● JOB
Copy out the following material line for line, changing nothing.

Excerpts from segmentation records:
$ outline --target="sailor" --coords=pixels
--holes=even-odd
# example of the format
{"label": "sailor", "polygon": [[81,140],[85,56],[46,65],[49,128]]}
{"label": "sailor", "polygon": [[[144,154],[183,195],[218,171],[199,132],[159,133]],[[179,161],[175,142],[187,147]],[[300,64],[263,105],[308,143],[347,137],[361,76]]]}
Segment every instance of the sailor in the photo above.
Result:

● OUTPUT OF THE EXERCISE
$ outline --target="sailor" --coords=pixels
--holes=even-odd
# example of the format
{"label": "sailor", "polygon": [[81,140],[85,56],[46,65],[49,128]]}
{"label": "sailor", "polygon": [[[144,154],[183,195],[218,171],[199,132],[159,133]],[[179,161],[175,142],[187,147]],[[300,64],[263,105],[308,143],[347,137],[361,76]]]}
Segment every instance of the sailor in the photo above.
Result:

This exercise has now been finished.